:: Records to process

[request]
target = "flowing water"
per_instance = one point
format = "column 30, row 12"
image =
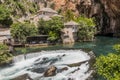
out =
column 36, row 64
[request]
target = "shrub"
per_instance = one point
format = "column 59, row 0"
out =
column 20, row 31
column 109, row 66
column 51, row 28
column 87, row 28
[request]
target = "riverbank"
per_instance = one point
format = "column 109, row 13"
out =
column 101, row 45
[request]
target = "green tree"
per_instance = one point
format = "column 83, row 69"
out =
column 5, row 18
column 5, row 56
column 20, row 31
column 109, row 66
column 69, row 15
column 51, row 27
column 87, row 28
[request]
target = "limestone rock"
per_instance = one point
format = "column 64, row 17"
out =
column 50, row 72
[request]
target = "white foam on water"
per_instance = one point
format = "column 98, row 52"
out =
column 70, row 56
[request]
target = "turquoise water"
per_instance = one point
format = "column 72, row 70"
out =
column 101, row 45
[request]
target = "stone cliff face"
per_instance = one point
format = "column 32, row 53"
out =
column 106, row 12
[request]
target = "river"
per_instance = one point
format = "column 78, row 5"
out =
column 60, row 58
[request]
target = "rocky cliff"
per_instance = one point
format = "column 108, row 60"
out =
column 106, row 12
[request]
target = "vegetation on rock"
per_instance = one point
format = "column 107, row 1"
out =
column 5, row 18
column 51, row 28
column 87, row 28
column 5, row 56
column 20, row 31
column 109, row 66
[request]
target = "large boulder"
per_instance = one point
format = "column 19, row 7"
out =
column 23, row 77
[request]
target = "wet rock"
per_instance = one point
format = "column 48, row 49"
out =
column 39, row 70
column 63, row 69
column 50, row 72
column 76, row 64
column 23, row 77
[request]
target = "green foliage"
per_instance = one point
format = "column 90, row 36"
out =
column 20, row 31
column 19, row 8
column 69, row 15
column 5, row 18
column 4, row 54
column 117, row 48
column 108, row 66
column 52, row 36
column 52, row 6
column 51, row 28
column 87, row 28
column 3, row 47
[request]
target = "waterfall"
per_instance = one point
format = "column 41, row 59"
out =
column 36, row 64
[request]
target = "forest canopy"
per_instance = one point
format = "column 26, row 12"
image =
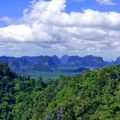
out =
column 91, row 95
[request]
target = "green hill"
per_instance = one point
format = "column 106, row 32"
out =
column 92, row 95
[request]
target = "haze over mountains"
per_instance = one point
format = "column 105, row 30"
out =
column 54, row 63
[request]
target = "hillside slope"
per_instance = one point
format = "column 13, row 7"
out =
column 92, row 95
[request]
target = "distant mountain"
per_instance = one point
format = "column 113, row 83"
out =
column 53, row 63
column 64, row 59
column 81, row 69
column 87, row 61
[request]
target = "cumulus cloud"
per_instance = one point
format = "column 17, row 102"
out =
column 106, row 2
column 50, row 30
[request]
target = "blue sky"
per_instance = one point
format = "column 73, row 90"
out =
column 48, row 27
column 14, row 8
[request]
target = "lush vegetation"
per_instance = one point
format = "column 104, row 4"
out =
column 92, row 95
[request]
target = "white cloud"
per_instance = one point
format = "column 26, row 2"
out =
column 50, row 30
column 106, row 2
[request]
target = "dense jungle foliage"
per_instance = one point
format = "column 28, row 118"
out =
column 92, row 95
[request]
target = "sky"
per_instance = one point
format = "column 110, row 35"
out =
column 58, row 27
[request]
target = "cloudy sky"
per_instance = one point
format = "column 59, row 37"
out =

::::

§ **Task description**:
Set down every entry word for word, but omit the pictures.

§ **Response to the exercise**:
[request]
target = "flowing water"
per_instance = one point
format = "column 30, row 12"
image =
out =
column 36, row 64
[request]
target = "shrub"
per_instance = one point
format = "column 59, row 0"
out =
column 20, row 31
column 109, row 66
column 51, row 28
column 87, row 28
[request]
target = "riverbank"
per_instance = one point
format = "column 109, row 13"
out =
column 101, row 45
[request]
target = "green tree"
per_instance = one point
format = "column 83, row 69"
out =
column 5, row 18
column 5, row 56
column 20, row 31
column 109, row 66
column 69, row 15
column 51, row 27
column 87, row 28
[request]
target = "limestone rock"
per_instance = one point
format = "column 64, row 17"
out =
column 50, row 72
[request]
target = "white foam on water"
per_instance = one point
format = "column 98, row 52"
out =
column 70, row 56
[request]
target = "turquoise water"
per_instance = one point
format = "column 72, row 70"
out =
column 101, row 45
[request]
target = "stone cliff face"
per_instance = one point
format = "column 32, row 53"
out =
column 106, row 12
[request]
target = "river"
per_instance = one point
format = "column 78, row 5"
out =
column 60, row 58
[request]
target = "rocky cliff"
per_instance = one point
format = "column 108, row 60"
out =
column 106, row 12
[request]
target = "vegetation on rock"
per_instance = one point
format = "column 107, row 1"
out =
column 5, row 18
column 51, row 28
column 87, row 28
column 5, row 56
column 20, row 31
column 109, row 66
[request]
target = "large boulder"
per_instance = one point
format = "column 19, row 7"
out =
column 23, row 77
[request]
target = "wet rock"
per_instance = one point
format = "column 48, row 49"
out =
column 39, row 70
column 63, row 69
column 50, row 72
column 76, row 64
column 23, row 77
[request]
target = "green foliage"
per_instance = one point
format = "column 90, row 36"
out =
column 20, row 31
column 19, row 8
column 69, row 15
column 5, row 18
column 4, row 54
column 117, row 48
column 108, row 66
column 52, row 36
column 52, row 6
column 51, row 28
column 87, row 28
column 3, row 47
[request]
target = "waterfall"
per_instance = one point
format = "column 41, row 59"
out =
column 36, row 64
[request]
target = "forest canopy"
per_instance = one point
format = "column 26, row 12"
image =
out =
column 91, row 95
[request]
target = "green hill"
per_instance = one point
format = "column 106, row 32"
out =
column 92, row 95
[request]
target = "haze over mountains"
per_instance = one point
format = "column 105, row 30"
out =
column 54, row 63
[request]
target = "hillside slope"
per_instance = one point
format = "column 13, row 7"
out =
column 92, row 95
[request]
target = "distant mountain"
per_instance = one point
format = "column 113, row 83"
out =
column 53, row 63
column 64, row 59
column 81, row 69
column 87, row 61
[request]
target = "cumulus cloud"
per_instance = one point
format = "column 17, row 102"
out =
column 106, row 2
column 50, row 30
[request]
target = "blue sky"
per_instance = one point
format = "column 73, row 90"
out =
column 48, row 27
column 14, row 8
[request]
target = "lush vegetation"
per_instance = one point
format = "column 104, row 4"
out =
column 92, row 95
[request]
target = "white cloud"
per_instance = one point
format = "column 26, row 2"
out =
column 50, row 30
column 106, row 2
[request]
target = "dense jungle foliage"
per_instance = one point
format = "column 28, row 118"
out =
column 92, row 95
[request]
target = "sky"
per_instance = one point
format = "column 110, row 35"
out =
column 58, row 27
[request]
target = "cloudy sky"
per_instance = one point
format = "column 59, row 37"
out =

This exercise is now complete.